* YOUR INSTRUCTIONS: Which lines in the material below contain the word "maroon"? Collect each of them, copied in full.

(Stored records)
◇ ◇ ◇ ◇ ◇

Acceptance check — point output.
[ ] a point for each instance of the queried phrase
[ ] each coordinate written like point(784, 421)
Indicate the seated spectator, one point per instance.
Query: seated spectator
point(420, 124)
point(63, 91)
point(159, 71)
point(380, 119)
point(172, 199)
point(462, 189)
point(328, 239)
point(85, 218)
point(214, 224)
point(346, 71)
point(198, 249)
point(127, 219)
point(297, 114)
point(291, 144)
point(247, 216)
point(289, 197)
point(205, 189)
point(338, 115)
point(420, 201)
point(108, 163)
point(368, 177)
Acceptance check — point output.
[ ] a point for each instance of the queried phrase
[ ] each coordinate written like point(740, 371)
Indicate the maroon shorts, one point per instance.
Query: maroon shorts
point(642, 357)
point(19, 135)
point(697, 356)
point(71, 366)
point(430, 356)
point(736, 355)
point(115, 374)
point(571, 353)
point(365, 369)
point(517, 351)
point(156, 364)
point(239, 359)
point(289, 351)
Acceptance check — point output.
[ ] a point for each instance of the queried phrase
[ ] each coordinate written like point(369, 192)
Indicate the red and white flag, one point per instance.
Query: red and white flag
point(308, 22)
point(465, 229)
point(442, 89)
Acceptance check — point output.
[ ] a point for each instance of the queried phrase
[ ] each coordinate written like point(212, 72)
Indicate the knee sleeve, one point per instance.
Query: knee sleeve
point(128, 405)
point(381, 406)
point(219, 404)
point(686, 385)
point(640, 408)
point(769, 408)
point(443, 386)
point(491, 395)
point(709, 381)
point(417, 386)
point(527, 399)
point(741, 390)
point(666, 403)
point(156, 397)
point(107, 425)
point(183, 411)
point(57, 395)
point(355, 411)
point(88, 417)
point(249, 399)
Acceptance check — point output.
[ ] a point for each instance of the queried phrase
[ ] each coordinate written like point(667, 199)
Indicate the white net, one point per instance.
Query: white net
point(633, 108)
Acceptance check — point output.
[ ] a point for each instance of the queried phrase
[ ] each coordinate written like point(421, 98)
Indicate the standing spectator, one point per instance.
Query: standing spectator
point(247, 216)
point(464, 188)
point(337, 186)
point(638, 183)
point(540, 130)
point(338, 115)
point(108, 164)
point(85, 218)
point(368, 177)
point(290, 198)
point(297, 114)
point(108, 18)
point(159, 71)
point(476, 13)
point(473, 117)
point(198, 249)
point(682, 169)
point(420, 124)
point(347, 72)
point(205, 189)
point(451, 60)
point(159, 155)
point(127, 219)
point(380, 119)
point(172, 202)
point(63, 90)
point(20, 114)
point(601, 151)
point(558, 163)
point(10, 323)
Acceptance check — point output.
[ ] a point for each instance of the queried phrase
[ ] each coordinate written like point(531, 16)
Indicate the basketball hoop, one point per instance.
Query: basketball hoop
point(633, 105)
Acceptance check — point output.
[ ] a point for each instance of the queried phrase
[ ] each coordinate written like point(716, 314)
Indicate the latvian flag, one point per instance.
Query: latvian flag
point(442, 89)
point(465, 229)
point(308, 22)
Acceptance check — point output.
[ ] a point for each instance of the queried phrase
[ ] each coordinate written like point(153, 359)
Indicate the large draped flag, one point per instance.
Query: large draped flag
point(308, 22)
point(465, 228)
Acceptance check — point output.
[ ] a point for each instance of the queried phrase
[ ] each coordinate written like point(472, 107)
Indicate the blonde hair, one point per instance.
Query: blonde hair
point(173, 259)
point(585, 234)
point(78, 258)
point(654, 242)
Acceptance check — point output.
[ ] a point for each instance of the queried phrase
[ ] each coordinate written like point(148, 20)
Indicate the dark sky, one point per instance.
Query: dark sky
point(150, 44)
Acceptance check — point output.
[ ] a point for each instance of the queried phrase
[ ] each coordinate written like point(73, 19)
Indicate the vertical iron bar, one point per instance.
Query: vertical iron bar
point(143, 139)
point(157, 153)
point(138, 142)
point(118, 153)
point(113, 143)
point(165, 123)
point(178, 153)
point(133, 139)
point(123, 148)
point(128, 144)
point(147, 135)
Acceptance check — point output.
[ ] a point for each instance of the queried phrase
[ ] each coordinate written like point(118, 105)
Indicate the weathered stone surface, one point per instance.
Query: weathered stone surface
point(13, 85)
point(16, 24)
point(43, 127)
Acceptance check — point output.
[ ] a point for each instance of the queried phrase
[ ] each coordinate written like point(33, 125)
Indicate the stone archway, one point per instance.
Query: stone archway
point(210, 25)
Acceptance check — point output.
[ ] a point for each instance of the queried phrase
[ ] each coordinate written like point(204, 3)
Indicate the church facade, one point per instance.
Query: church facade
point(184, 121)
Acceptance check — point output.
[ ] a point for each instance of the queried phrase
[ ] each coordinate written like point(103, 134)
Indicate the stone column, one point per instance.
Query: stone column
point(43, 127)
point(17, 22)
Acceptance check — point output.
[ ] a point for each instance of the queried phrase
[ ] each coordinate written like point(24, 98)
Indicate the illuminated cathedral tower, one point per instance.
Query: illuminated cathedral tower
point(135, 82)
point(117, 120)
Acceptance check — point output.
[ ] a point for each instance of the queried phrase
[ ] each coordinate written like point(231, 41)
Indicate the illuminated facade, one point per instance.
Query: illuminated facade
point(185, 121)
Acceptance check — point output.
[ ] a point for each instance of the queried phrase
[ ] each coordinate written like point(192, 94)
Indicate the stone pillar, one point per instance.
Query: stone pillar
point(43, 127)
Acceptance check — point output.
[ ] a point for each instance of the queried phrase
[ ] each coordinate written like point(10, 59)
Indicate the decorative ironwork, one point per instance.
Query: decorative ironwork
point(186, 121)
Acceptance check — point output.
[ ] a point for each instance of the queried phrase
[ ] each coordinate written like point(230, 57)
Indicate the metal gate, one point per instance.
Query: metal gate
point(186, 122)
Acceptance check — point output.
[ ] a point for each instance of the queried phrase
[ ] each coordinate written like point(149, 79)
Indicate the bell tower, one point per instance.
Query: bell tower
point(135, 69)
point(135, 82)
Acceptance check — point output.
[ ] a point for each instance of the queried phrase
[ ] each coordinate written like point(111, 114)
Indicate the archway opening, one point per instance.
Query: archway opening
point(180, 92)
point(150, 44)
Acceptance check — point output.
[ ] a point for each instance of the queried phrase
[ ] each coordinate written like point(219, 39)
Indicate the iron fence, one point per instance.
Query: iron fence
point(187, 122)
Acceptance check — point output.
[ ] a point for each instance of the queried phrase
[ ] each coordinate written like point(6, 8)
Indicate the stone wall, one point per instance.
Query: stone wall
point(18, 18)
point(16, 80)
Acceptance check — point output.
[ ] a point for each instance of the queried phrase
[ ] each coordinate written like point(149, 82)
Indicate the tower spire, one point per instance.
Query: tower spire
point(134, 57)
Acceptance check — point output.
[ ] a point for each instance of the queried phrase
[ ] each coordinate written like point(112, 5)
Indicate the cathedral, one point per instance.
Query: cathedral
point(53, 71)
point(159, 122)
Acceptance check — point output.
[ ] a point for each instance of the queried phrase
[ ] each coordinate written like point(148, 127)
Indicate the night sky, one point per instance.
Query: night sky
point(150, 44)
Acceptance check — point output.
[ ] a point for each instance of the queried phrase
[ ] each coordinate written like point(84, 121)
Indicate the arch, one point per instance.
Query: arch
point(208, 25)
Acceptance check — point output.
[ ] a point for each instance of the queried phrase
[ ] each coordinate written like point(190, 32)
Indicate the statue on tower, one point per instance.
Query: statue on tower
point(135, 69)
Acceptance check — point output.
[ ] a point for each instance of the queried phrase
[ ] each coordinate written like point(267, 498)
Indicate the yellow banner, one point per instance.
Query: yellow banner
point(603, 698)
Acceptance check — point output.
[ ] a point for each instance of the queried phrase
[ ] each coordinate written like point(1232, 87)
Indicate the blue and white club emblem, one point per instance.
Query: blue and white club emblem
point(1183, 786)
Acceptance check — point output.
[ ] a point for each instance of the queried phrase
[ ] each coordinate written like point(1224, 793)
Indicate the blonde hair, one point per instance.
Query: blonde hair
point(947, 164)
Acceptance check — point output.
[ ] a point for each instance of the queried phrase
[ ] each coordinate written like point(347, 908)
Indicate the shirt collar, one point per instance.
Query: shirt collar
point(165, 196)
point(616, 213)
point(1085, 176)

◇ ◇ ◇ ◇ ◇

* FULL OUTPUT:
Indicate the maroon shorts, one point per instance.
Query: maroon shorts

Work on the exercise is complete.